OBJECTIVE ::
Could you print all the entries exactly?
──────────────────────────────
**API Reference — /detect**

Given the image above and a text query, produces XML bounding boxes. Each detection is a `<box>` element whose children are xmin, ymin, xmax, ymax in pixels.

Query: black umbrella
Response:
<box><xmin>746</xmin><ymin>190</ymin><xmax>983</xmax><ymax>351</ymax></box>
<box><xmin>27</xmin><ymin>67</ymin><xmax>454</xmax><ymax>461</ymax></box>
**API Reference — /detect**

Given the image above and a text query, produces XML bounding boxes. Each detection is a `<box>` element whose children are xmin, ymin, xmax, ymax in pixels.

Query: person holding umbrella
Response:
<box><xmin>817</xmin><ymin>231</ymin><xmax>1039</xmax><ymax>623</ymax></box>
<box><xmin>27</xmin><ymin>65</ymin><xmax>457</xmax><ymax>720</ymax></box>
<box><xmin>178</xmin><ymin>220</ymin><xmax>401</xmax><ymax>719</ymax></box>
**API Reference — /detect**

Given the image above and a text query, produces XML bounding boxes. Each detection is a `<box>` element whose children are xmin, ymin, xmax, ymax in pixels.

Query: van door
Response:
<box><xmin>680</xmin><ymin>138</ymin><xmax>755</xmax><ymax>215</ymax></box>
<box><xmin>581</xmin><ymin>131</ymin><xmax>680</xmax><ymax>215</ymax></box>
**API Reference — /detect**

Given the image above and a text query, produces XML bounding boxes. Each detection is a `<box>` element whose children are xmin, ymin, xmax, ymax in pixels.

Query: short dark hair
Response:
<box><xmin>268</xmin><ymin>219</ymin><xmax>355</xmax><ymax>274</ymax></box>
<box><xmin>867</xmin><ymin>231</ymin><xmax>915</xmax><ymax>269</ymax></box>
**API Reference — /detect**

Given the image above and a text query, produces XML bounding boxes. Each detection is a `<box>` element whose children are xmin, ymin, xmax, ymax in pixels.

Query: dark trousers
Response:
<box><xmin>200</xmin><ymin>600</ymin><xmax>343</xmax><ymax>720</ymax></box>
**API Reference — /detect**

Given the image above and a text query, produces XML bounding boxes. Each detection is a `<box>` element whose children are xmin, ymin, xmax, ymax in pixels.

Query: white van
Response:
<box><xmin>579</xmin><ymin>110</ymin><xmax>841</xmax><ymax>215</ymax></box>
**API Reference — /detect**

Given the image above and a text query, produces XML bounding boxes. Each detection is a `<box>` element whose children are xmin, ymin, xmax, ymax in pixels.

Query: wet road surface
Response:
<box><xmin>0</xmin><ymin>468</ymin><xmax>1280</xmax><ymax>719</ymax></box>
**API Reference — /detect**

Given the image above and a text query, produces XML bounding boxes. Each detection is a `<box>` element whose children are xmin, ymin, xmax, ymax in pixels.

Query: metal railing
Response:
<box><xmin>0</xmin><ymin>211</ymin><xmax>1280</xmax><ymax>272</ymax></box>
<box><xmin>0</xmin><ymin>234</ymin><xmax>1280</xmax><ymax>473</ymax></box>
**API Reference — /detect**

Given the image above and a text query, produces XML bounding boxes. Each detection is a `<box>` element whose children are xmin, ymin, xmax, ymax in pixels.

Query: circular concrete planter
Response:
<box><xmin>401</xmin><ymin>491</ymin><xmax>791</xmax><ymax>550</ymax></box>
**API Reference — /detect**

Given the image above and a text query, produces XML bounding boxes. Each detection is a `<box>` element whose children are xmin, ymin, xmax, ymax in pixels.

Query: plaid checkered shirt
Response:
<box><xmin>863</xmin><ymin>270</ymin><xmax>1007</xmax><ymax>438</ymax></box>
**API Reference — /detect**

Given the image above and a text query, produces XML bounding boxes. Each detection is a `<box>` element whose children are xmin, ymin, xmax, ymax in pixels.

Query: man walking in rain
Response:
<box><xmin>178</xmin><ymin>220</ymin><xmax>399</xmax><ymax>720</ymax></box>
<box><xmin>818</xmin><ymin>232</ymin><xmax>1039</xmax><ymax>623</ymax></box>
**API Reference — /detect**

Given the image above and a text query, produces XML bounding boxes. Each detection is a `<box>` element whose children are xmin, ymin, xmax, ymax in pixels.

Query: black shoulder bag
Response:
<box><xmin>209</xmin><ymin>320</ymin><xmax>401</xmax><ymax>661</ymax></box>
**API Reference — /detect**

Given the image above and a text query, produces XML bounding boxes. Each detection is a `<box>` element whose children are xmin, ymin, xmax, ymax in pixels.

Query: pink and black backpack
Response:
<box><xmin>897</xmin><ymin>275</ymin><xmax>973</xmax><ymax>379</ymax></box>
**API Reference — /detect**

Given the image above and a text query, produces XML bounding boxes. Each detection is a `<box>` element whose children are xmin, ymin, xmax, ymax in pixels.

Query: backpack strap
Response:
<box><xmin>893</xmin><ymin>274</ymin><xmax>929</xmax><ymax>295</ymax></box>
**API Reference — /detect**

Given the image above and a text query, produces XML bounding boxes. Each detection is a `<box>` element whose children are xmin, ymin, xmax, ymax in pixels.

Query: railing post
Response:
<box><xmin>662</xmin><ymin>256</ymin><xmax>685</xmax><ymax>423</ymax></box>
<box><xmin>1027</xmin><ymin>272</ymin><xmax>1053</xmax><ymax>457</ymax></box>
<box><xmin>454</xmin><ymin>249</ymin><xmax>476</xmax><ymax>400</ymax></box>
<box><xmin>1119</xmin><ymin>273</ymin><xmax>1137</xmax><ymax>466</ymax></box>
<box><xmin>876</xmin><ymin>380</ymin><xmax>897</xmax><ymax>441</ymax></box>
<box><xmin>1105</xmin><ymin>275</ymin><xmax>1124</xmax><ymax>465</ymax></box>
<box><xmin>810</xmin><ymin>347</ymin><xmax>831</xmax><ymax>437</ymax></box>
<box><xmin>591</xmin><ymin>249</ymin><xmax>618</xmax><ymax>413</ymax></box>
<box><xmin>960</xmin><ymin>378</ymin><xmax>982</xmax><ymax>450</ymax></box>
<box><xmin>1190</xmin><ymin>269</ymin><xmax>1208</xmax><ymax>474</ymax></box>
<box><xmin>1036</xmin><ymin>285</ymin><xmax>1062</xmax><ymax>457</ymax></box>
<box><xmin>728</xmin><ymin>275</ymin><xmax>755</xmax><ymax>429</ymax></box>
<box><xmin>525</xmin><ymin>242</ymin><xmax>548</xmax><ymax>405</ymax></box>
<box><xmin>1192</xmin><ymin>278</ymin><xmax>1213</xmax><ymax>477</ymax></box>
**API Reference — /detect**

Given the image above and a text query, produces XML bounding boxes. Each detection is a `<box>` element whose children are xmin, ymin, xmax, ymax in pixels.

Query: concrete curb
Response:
──────────────────────────────
WRITTEN RESPONSE ::
**API Reference — /detect**

Given the image above and a text query, produces XML bounding boxes. Each detection is a `<box>` element whose children are xmin, ymin, xmax, ymax in pixels.

Query: black umbrella
Response:
<box><xmin>746</xmin><ymin>190</ymin><xmax>983</xmax><ymax>351</ymax></box>
<box><xmin>27</xmin><ymin>67</ymin><xmax>454</xmax><ymax>461</ymax></box>
**API Reference — /detect**

Given the image above and a text query, produces XML bounding boxes. Each detection is a `<box>` element whose children are xmin, ymin, xmax, ymax in pixels.

Query: person holding umbrella
Response:
<box><xmin>817</xmin><ymin>231</ymin><xmax>1039</xmax><ymax>623</ymax></box>
<box><xmin>27</xmin><ymin>65</ymin><xmax>457</xmax><ymax>720</ymax></box>
<box><xmin>178</xmin><ymin>220</ymin><xmax>401</xmax><ymax>719</ymax></box>
**API Reference — /detect**

Given the image above and a text query, produces XML bounding boxes. Each detection is a `<box>` element whose children are xmin, ymin, xmax, ymax in pixels.

Query: van door
Response:
<box><xmin>680</xmin><ymin>138</ymin><xmax>755</xmax><ymax>215</ymax></box>
<box><xmin>581</xmin><ymin>131</ymin><xmax>680</xmax><ymax>215</ymax></box>
**API Reference — /detect**

Given the image above and a text query, produces XML bounding boxes. Each detection is a `<box>` element whose children are xmin, ymin, xmax, ymax in pixels.

Query: short dark hair
Response:
<box><xmin>268</xmin><ymin>219</ymin><xmax>355</xmax><ymax>274</ymax></box>
<box><xmin>867</xmin><ymin>231</ymin><xmax>915</xmax><ymax>269</ymax></box>
**API Reference — /detect**

Given the image above and a text query, produces XML bounding boxes. Each detection is a `<box>` element whose children are xmin, ymin, xmax, ymax in pixels.

Query: dark trousers
Response:
<box><xmin>200</xmin><ymin>600</ymin><xmax>343</xmax><ymax>720</ymax></box>
**API Reference — /detect**

Given the image above and a text query, produces XML bounding boxes. Each detection is a `<box>` element whose children are xmin, ymin, xmax, ymax in pixels.

Query: white van
Response:
<box><xmin>579</xmin><ymin>110</ymin><xmax>841</xmax><ymax>215</ymax></box>
**API Reference — /detect**

Given the image above and a text query, produces XML bounding boxes. Each detection is a `<box>` element whose children are xmin, ymin, xmax, ymax in pixels.

Query: wet road surface
Response:
<box><xmin>0</xmin><ymin>468</ymin><xmax>1280</xmax><ymax>719</ymax></box>
**API Reference — /detect**

Given the image above and a text query, produces XML bounding boxes. Each detection is a `<box>` element whose children are xmin, ymin, xmax, ymax in pixels.

Query: metal railing
Response:
<box><xmin>0</xmin><ymin>211</ymin><xmax>1280</xmax><ymax>272</ymax></box>
<box><xmin>0</xmin><ymin>234</ymin><xmax>1280</xmax><ymax>473</ymax></box>
**API Reference — /detect**

Given the image above and a text query, produces XML bounding boxes. Each detection is a `<box>` element whose children are xmin, ymin, xmax, ymax in pixels.

Query: circular concrete planter
Response:
<box><xmin>401</xmin><ymin>491</ymin><xmax>791</xmax><ymax>550</ymax></box>
**API Reference — /detect**

Given the image above and a text query, produces XML bounding boxes. Each detection is a `<box>` element whose children are xmin, ymin, xmax, ymax in pixels.

Query: plaid checkered shirt
Response:
<box><xmin>863</xmin><ymin>270</ymin><xmax>1007</xmax><ymax>438</ymax></box>
**API Reference — /detect**

Given the image above and a text query, produces XML bounding boxes. Each detection is a `<box>` element whose children are xmin, ymin, xmax, ymax in pixels.

Query: man walking in rain
Response:
<box><xmin>178</xmin><ymin>220</ymin><xmax>399</xmax><ymax>720</ymax></box>
<box><xmin>818</xmin><ymin>232</ymin><xmax>1039</xmax><ymax>623</ymax></box>
**API Reference — /detect**

Given the image above and a text query, produces XML bounding boxes. Each detection is a `<box>` element whose children are xmin, ymin, xmax, ymax in pixels.

Query: black shoulder bag
Response:
<box><xmin>209</xmin><ymin>320</ymin><xmax>401</xmax><ymax>661</ymax></box>
**API Reference — /detect**

Given the image above and a text query, produces XML bounding boxes. Each detection is a `<box>` element whose children are xmin, ymin, xmax, ymax in pixels.

Query: pink and black backpack
Response:
<box><xmin>897</xmin><ymin>275</ymin><xmax>973</xmax><ymax>379</ymax></box>
**API Reference — /detect**

Given the image above and a text query, produces XML bounding boxes. Each detection is a `<box>` element whose children are xmin, ymin, xmax, ymax in pixels.

Query: backpack strap
Response:
<box><xmin>893</xmin><ymin>274</ymin><xmax>929</xmax><ymax>295</ymax></box>
**API Reference — /detect**

Given the image above and a text query, produces XML bounding boxes. Each detection is a `<box>` element whose children are xmin, ymin, xmax, ymax in pixels.

Query: railing post
Response:
<box><xmin>662</xmin><ymin>256</ymin><xmax>685</xmax><ymax>423</ymax></box>
<box><xmin>1027</xmin><ymin>272</ymin><xmax>1053</xmax><ymax>457</ymax></box>
<box><xmin>454</xmin><ymin>249</ymin><xmax>476</xmax><ymax>400</ymax></box>
<box><xmin>1119</xmin><ymin>273</ymin><xmax>1137</xmax><ymax>466</ymax></box>
<box><xmin>876</xmin><ymin>380</ymin><xmax>897</xmax><ymax>441</ymax></box>
<box><xmin>1105</xmin><ymin>275</ymin><xmax>1124</xmax><ymax>465</ymax></box>
<box><xmin>810</xmin><ymin>347</ymin><xmax>831</xmax><ymax>437</ymax></box>
<box><xmin>591</xmin><ymin>249</ymin><xmax>618</xmax><ymax>413</ymax></box>
<box><xmin>960</xmin><ymin>378</ymin><xmax>982</xmax><ymax>450</ymax></box>
<box><xmin>1190</xmin><ymin>269</ymin><xmax>1208</xmax><ymax>474</ymax></box>
<box><xmin>1036</xmin><ymin>285</ymin><xmax>1062</xmax><ymax>457</ymax></box>
<box><xmin>728</xmin><ymin>275</ymin><xmax>755</xmax><ymax>429</ymax></box>
<box><xmin>525</xmin><ymin>242</ymin><xmax>548</xmax><ymax>405</ymax></box>
<box><xmin>1192</xmin><ymin>278</ymin><xmax>1213</xmax><ymax>477</ymax></box>
**API Reference — /detect**

Given the image above and a text query, produces XML bounding boxes. Each detection is a `<box>` element whose children are xmin, ymin, xmax, ymax in pixels.

Query: concrete curb
Response:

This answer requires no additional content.